Stored data entries:
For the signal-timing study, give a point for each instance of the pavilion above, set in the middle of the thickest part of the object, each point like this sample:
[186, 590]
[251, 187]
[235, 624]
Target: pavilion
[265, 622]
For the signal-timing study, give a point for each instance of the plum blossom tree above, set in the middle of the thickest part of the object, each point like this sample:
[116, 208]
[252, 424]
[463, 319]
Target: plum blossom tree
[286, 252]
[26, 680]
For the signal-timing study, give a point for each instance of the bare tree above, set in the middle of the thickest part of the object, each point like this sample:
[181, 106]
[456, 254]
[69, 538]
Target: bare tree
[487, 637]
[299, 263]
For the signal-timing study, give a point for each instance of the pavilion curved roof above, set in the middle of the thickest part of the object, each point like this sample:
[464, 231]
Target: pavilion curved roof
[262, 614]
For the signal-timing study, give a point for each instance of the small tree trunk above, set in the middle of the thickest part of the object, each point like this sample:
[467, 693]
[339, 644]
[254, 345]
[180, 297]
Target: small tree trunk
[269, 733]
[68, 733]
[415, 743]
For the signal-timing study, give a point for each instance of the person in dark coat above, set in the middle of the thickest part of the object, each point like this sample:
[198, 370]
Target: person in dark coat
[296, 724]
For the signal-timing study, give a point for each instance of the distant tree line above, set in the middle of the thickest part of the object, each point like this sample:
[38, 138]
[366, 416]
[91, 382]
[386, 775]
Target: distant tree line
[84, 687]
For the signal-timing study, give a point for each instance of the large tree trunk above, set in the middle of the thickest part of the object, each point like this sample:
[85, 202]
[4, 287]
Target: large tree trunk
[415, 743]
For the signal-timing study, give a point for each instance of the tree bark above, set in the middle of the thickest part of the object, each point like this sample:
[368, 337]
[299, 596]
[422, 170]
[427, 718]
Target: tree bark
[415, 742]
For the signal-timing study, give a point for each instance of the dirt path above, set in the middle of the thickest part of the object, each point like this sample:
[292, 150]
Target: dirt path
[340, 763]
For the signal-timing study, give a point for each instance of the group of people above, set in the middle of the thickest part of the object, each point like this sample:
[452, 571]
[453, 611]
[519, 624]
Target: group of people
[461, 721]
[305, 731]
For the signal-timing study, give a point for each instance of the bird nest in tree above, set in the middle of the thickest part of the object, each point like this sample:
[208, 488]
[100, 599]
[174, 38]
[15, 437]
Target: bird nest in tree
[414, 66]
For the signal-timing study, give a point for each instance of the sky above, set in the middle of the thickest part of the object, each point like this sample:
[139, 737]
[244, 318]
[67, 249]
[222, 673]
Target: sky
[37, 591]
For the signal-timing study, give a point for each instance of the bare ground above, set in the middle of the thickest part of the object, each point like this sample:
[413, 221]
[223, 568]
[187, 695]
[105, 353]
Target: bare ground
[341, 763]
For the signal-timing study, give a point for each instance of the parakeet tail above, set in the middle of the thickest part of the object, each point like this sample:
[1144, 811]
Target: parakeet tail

**WHAT TO DO**.
Looking at the entries above, copy out every line in which "tail" occurs.

**COMPLETED EXERCISE**.
For the signal-timing study, give a point for each instance of the parakeet tail above, set in the middle of the thickest part of the object, each point like this sample:
Target: parakeet tail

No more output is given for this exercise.